━━━━━ Dataset entries ━━━━━

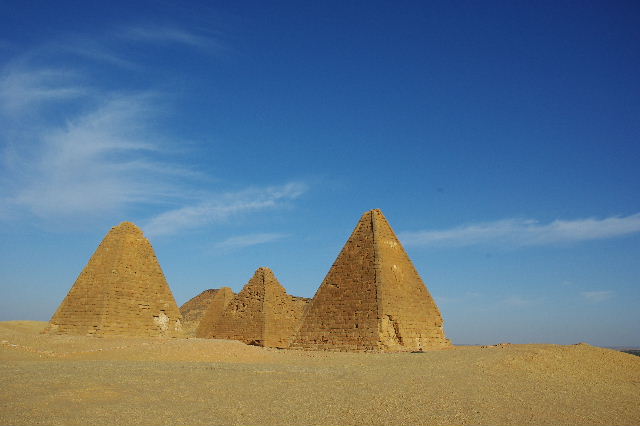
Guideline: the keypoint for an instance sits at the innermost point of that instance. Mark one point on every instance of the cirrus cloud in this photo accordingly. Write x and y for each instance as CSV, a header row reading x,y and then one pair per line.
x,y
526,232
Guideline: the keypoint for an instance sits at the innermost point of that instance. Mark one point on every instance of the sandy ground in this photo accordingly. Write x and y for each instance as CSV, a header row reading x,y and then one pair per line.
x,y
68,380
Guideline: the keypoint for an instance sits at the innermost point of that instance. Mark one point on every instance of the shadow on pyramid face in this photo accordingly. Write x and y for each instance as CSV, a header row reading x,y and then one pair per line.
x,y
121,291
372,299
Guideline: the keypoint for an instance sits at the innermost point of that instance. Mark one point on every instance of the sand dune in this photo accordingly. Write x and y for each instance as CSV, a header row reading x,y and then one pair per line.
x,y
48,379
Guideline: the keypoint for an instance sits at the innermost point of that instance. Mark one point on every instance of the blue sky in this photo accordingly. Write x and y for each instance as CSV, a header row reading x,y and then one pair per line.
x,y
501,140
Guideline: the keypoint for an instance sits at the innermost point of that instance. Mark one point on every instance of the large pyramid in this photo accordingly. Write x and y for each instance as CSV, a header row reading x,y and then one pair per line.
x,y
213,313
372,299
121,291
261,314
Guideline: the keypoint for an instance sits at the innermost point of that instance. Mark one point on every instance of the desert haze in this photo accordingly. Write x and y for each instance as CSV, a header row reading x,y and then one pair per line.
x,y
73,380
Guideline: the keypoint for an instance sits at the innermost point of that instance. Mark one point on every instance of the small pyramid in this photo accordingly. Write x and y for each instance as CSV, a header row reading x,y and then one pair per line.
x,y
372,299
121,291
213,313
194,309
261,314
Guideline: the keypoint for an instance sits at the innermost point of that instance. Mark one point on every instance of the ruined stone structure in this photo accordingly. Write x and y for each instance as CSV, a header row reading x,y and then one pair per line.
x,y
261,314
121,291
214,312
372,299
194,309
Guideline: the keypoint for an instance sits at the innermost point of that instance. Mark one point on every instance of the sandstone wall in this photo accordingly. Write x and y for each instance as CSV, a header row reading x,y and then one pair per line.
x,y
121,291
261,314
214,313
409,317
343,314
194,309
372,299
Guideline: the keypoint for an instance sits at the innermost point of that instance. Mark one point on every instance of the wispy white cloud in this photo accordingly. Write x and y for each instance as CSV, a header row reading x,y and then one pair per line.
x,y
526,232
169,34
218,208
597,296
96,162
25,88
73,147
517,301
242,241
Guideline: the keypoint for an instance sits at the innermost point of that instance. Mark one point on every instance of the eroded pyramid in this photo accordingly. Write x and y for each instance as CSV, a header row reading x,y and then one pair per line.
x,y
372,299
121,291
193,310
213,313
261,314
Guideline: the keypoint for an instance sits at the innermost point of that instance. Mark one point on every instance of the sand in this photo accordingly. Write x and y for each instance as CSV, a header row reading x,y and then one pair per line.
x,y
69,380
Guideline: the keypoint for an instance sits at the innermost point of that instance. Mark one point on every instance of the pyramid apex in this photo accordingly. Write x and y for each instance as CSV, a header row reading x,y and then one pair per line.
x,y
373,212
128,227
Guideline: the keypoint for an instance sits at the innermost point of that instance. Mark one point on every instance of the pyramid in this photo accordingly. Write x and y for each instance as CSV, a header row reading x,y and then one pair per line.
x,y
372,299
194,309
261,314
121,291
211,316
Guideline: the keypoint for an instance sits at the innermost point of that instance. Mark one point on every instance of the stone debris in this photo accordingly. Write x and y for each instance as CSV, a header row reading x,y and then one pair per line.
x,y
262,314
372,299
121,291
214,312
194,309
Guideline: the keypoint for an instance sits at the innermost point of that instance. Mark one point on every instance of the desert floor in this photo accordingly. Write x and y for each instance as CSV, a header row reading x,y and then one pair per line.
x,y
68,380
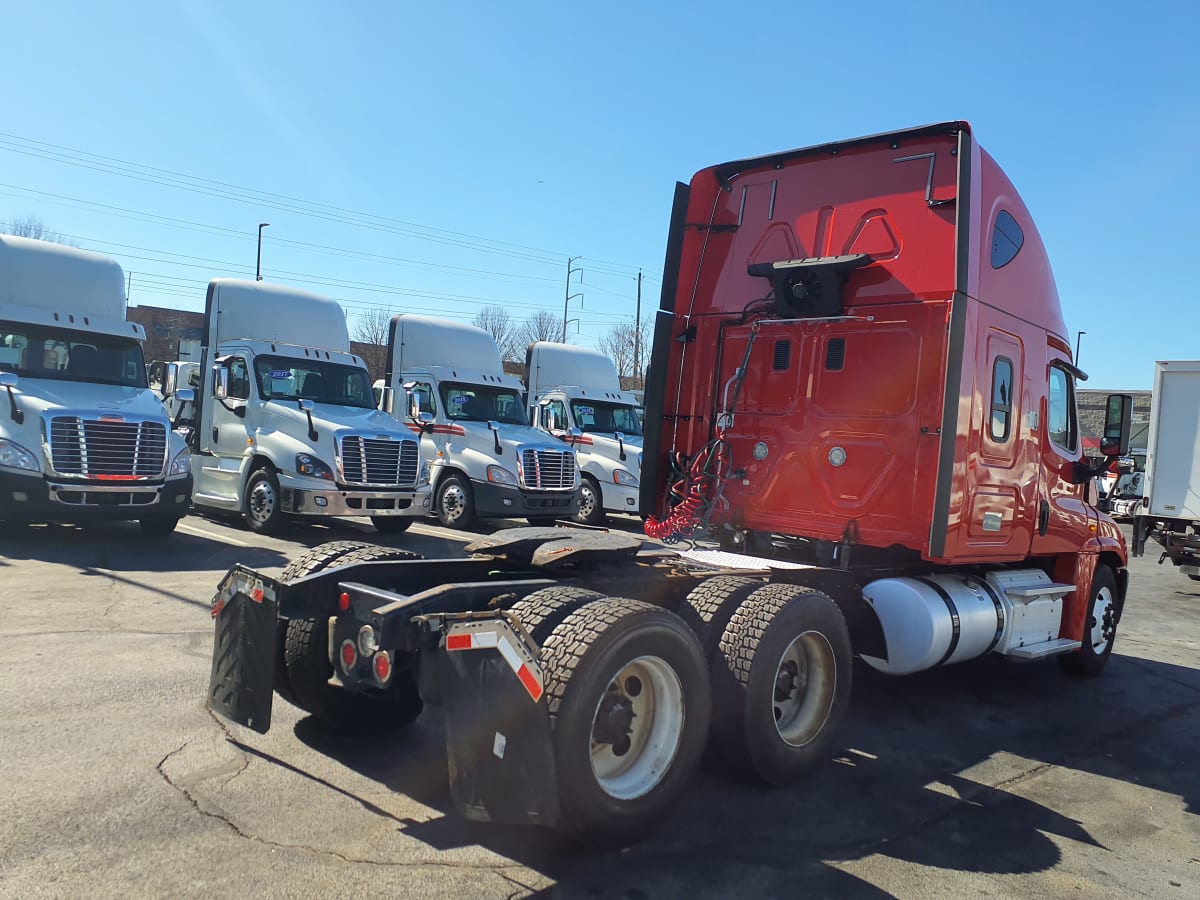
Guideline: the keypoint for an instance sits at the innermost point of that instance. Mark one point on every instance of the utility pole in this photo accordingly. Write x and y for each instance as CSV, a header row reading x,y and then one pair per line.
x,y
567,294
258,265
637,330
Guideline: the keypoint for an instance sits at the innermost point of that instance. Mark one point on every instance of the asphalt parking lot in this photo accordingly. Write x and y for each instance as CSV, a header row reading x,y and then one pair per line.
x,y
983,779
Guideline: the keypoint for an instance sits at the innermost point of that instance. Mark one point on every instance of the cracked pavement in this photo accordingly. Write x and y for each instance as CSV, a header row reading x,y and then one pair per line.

━━━━━

• [What is expected]:
All of the data above should be transcribed verbatim, with pictures omitted.

• [Task solution]:
Guideline: the keypoint for an instance sits at the innermost point of that instance. Mark one point on every instance of the cirrus cloud in this photo accordingly. Write x and y for each instance as CSV, a header row reading x,y and then one pair per line.
x,y
526,232
Guideline: the keypoint for an instance sits at the innermost point of that instance. Mark one point on every instance of the sandy ground in this photo accordingly. Write x and y for each instance as CSV, a header row reading x,y and then one pair per line.
x,y
68,380
Guideline: the keypoint for an instance sits at the innermost point of that instance. Mark one point on every instance of the shadow on pyramid face in this photo accordingly. Write x and y for each instance as CSV, a header row reading x,y and then one pair per line.
x,y
121,291
372,299
Guideline: the keypoint for an instance sits at the innermost point of that instance. Mark one point on every instance of the sand dune in this photo accordingly. Write x and y for each instance as CSV, a header row reading x,y and then one pair per line.
x,y
48,379
Guideline: the keypoint for an instance sits at the innermost point of that instance. Mark one point on every instance of the blue sky in this photo accordingly. Write x and y for each instance as CSV, a header row reading x,y and then one pair per line.
x,y
501,140
Guideline: the keypoint for an instance sits at the innermost point of that instance. Mark one point on every instance of the large pyramid in this photo accordingly. Write x and y for each instance as CSV, a header row reading x,y and then one pair per line.
x,y
213,313
372,299
121,291
261,314
Guideline: the keypoint for an instance sits at the innermost point of that instance. Mark one point on every instance of the desert haze in this photo accordingly. Write x and y for each instance as CSV, a header row reading x,y and then one pair per line.
x,y
73,380
Guideline: the keypoint for an instance sits at the innermost point of that instance. Mark one point on every instance of the small pyramid in this photo accordingly. Write x and y for each instance as CSV, a header row reading x,y and then one pair per line.
x,y
372,299
121,291
213,313
194,309
261,314
Guideline: the keypoint for an instance sits at the innermost point of that instance. Mark one point on every instance of the ruined stone structure in this photo accordingly. Write x and y for each instance as CSV, a header row reading x,y and then one pair per line.
x,y
261,314
121,291
214,312
372,299
194,309
Guideline: the keypoint for an instance sits at the innermost point of that instance. Mark one point on every instance of the sandstone wall in this photo accordingly. Write x and y for each instance as CSV, a header row reading x,y and then one pair per line.
x,y
121,291
261,314
214,313
409,317
343,314
194,309
372,299
Guideline: the keypoint for an instance sits at the innermost point of that instance. Mark one point on every instance of the wispy white cloud in this photo accordingly. Write x and y for each instance as CSV, a header row reading x,y and then one pair per line.
x,y
526,232
169,34
218,208
597,296
96,162
25,88
73,147
517,301
242,241
Guideline: the keypoint for an instance sits at the innermost point of that instance. Mark one point on every instance of the eroded pyramid in this photo accordingly. Write x and y for each instance as CSV, a header row reading x,y and then one pair per line.
x,y
372,299
121,291
193,310
213,313
261,314
Guideline: the keypoint for an instance sits at the innermost point of that instance. Mark one point on every instance of the sand in this photo accordingly. Write x and y for each instance as CSV, a header row reading x,y and then one pair per line.
x,y
69,380
Guideline: the keypoint for an instance sits at the innermost point of that instance. Mark one point on every instance of the pyramid apex in this photo accordingly. Write x and y for each instance as CSV, a header row reading x,y and then one pair per line.
x,y
373,212
128,227
Guideline: the keypoint for an instance sits at the innermost point of that instance. Mark one point on every instance of the pyramid in this photo accordingly. Write x and y for each instance as CSV, a header row reading x,y and then one pair per line.
x,y
372,299
194,309
261,314
121,291
211,316
Guideline: the keypoint for an instance sits at the innermost point of that instance. Mark one point on every instance of the stone debris in this photo accordingly. Write x and y for each instance as CSV, a header row reading x,y and then one pair per line.
x,y
262,314
372,299
121,291
214,312
194,309
Guideline: the keypoint for an instance sits at the innermost point of that instance. Mark one point on every instance of the desert floor in this photo accordingly. Write x and y for each instance as CSV, a header row reading x,y and then one pair per line.
x,y
68,380
Guideline: the keypoint for an instance sits at the innermost point of that instance. Mark one point on every instance of the utility pole in this photo accordingly. Write x and y for each instance as CSV, a header row reading x,y and then one pair per line.
x,y
567,294
258,265
637,330
Guideline: the keypoint for an instance sits at the innermost point of that instance. Mark one point on every instance of the asphalt parking lot in this photo accordingly. Write x and y for each instance as CSV, a header row reading x,y and then one pair per line.
x,y
983,779
Guideline: the keypoint for an instance sits at the innermost point of that instance. Mark one point on every instance of the cracked pavement in this photo accordingly. Write x and y for each instance as CSV, a header row reading x,y and then one pair per line.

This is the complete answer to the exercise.